What this task involves: Copy the passage of the love-of-country essay that opens with "A survey conducted" and closes with "simply not true.", replacing "survey" with "poll" throughout.

Passage provided:
┄┄┄┄┄┄┄┄┄┄┄┄┄┄┄┄┄┄┄┄
The Journey Right: Love of Country

Kasia Heurh
8 min readApr 22, 2020

“But what we have is still fragile. Not because America is inherently racist. It is absolutely not. But because our values can’t be taken for granted. They won’t teach themselves to new generation of Americans. If we don’t defend them, if we don’t cherish them and recognize them as the source of our progress, we will lose them.” — Nikki Haley

Photo by John Bakator on Unsplash

I love my country. I believe the United States is the greatest country in the world and is a net good for the world and for humanity. I believe in the people and hope and dreams our country embodies. It’s probably not a popular position… actually it’s in the minority. On my journey right, love for country is perhaps the most telling characteristic distinguishing those on the left and right. In 2019, Gallup polled a number of US adults about “American Pride” and found that only 45% of US adults are extremely proud to be American. When broken down along party affiliation, 66% of Republicans were very proud, whereas 76% of Democrats were least proud. Along political ideology, 54% of conservatives were very proud where 49% of liberals were least proud. In my opinion, this contrast can be traced to the racial tensions in 2014–2016 which was then reached new heights when President Trump was elected. But I believe the root of this divide is the fundamental belief of America’s founding and the lack of knowledge on American history.

https://news.gallup.com/opinion/polling-matters/266150/patriotism-reshaping-parties-2020-election.aspx

A survey conducted by the Woodrow Wilson National Fellowship Foundation found that, “the average American to be woefully uninformed regarding America’s history and incapable of passing the U.S Citizenship Test.” To pass the test, one needs to a score of 60. I actually took the practice test… and passed with a 95%. But my score would put me in the minority of Americans. The survey the found that only 36% of Americans could pass a multiple choice test consisting of items from the US Citizenship Test. This lack of knowledge ties to the quote I shared by Nikki Haley. As a result, the values that lie at the heart of the American founding have slowly been lost while widespread acceptance that America was founded on slavery has become the new norm. This is simply not true.
┄┄┄┄┄┄┄┄┄┄┄┄┄┄┄┄┄┄┄┄
[Records from a point-labeling set]
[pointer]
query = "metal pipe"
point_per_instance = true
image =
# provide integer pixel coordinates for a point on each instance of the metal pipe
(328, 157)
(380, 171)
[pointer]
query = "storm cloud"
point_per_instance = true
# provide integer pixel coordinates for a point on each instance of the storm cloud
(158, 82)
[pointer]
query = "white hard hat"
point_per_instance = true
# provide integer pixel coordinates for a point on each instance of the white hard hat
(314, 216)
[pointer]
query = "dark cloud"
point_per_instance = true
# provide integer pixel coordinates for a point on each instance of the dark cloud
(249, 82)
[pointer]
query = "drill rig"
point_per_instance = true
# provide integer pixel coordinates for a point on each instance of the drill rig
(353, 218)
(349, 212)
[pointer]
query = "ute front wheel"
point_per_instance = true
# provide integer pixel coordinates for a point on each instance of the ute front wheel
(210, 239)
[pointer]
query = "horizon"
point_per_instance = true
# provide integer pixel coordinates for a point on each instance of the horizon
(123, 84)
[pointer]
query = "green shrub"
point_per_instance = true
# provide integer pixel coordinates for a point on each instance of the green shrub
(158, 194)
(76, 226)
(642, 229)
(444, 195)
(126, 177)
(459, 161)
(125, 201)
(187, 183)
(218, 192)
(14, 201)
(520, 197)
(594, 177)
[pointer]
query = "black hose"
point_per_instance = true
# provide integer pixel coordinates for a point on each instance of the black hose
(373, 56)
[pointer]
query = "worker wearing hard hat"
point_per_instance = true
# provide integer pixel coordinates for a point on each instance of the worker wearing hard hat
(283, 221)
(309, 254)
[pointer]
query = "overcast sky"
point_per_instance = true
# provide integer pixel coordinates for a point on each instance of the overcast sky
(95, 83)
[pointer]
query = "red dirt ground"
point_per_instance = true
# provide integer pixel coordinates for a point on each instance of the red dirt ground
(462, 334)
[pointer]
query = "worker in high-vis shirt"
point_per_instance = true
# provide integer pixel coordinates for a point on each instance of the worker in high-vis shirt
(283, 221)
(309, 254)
┄┄┄┄┄┄┄┄┄┄┄┄┄┄┄┄┄┄┄┄
Exercise response:
A poll conducted by the Woodrow Wilson National Fellowship Foundation found that, “the average American to be woefully uninformed regarding America’s history and incapable of passing the U.S Citizenship Test.” To pass the test, one needs to a score of 60. I actually took the practice test… and passed with a 95%. But my score would put me in the minority of Americans. The poll the found that only 36% of Americans could pass a multiple choice test consisting of items from the US Citizenship Test. This lack of knowledge ties to the quote I shared by Nikki Haley. As a result, the values that lie at the heart of the American founding have slowly been lost while widespread acceptance that America was founded on slavery has become the new norm. This is simply not true.